◆ **本文**
──────────

物損事故は保険会社に任せるだけで大丈夫?連絡が来ない場合の対応も紹介

物損事故後に保険会社に任せようと考えている方へ。
物損事故がおきたら、すみやかに保険会社に連絡をいれましょう。
保険会社からの折り返しの連絡は、通常、事故の翌日(あるいは数日以内)に来ることが多いです。
物損事故の示談交渉は、保険会社に任せることもでき、自分で交渉する手間を省けます。
しかし、保険会社が一顧客のために割ける時間は限られているため、納得のいく結果を得難い側面もあるでしょう。
この記事では、物損事故を保険会社に任せた場合の対応範囲や、任せきりにすることによるリスク、保険会社からの連絡がない場合の対処法などについて紹介します。
目次
物損事故の連絡のタイミングは?
物損事故で保険会社に連絡するのはいつ?

保険会社への連絡は、物損事故が発生したらすみやかにおこないます。
保険会社への連絡は、スムーズな保険金の受け取りのために必要です。
連絡のタイミングとしては、負傷者救護・危険防止措置→警察への通報→事故状況の記録・相手方保険の確認の後がベストです。
連絡できる状況になったら、すぐに自分の任意保険会社に連絡してください。

──────────

[抽出データの項目]

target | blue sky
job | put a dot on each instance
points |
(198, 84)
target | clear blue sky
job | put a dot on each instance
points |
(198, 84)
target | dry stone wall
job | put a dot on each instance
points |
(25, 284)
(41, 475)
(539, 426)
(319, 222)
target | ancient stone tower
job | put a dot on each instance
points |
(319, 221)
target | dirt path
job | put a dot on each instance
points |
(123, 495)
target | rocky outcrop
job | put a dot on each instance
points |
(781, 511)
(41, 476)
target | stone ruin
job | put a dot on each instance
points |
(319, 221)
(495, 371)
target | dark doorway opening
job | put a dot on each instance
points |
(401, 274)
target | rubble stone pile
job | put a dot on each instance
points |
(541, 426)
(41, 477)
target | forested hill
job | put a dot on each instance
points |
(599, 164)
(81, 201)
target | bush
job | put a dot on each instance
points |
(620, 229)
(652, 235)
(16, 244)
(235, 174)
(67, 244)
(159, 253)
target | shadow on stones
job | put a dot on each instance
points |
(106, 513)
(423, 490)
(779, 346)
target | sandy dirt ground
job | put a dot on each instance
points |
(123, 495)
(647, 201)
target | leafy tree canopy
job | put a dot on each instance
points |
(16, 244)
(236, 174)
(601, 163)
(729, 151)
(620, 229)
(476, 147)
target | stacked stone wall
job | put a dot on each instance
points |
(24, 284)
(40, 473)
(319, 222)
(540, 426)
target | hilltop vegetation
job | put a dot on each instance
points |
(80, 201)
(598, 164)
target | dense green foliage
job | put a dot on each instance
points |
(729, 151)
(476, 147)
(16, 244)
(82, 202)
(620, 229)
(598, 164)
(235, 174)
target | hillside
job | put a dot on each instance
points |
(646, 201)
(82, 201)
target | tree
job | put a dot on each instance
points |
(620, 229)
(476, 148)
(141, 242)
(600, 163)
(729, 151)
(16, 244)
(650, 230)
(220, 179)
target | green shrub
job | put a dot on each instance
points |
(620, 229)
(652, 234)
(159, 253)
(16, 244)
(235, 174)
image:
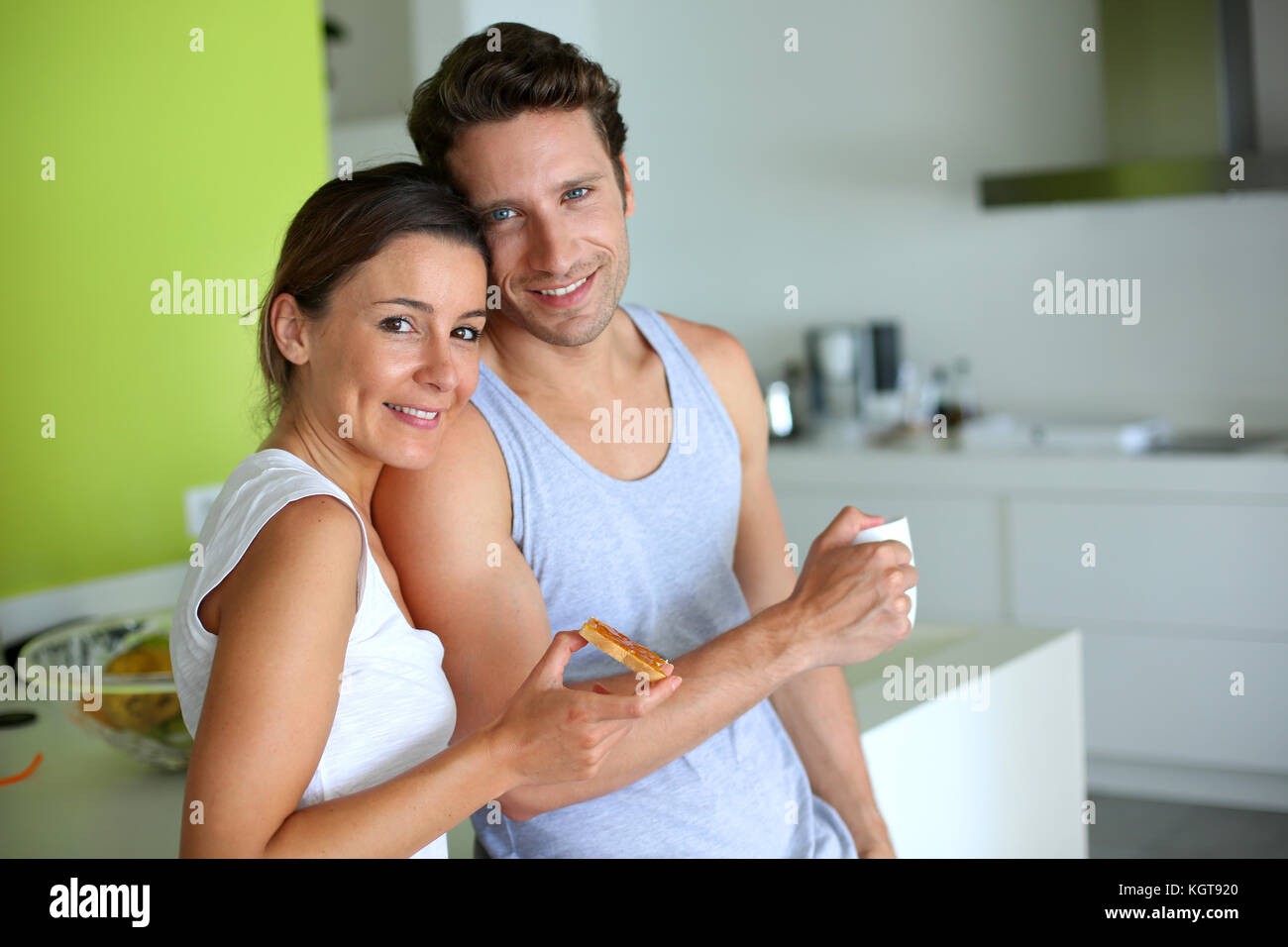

──────────

◆ **課題 A**
物損事故と保険会社についての文章をもとに、次の問いに答えること。
(i) 保険会社からの折り返しの連絡は、通常いつ来ることが多いか。
(ii) 保険会社に任せると納得のいく結果を得難い側面があるのは、保険会社のどのような事情によるか。
(iii) 保険会社へ連絡するタイミングは、どの行動の後がベストとされているか。
◆ **課題 B**
物損事故と保険会社についての文章を、最後の文の次から書き継ぐこと。
項目は使わなくてよい。

◆ **出力 A**
(i) 事故の翌日(あるいは数日以内)。
(ii) 保険会社が一顧客のために割ける時間は限られているため。
(iii) 負傷者救護・危険防止措置、警察への通報、事故状況の記録・相手方保険の確認の後。

◆ **出力 B**
事故相手にも同様に、自身の保険会社に連絡をいれてもらってください。
初期対応について知りたい方は『交通事故にあった・起こしたときの初期対応と手順|事故後の流れを徹底解説』もご覧ください。
保険会社に連絡した後の流れは?
保険会社は、損害の調査をおこないます。
壊れた車両を修理工場に運び、修理費の見積もりを出します。
修理工場は、保険会社と提携している修理工場のほか、自分で選ぶこともできます。
修理費用の見積もりが出た後、保険会社は、過失割合を踏まえて、賠償額を提示してきます。
見積りの不明点を確認したり、増額交渉をおこなったりして、最終的に合意に至れば、示談となります。
実際に保険会社から示談金を請求するには、保険会社から届いた書類一式に、必要事項を記入して返送する必要があります。
請求書類は、事故の翌日以降、送られてくるでしょう。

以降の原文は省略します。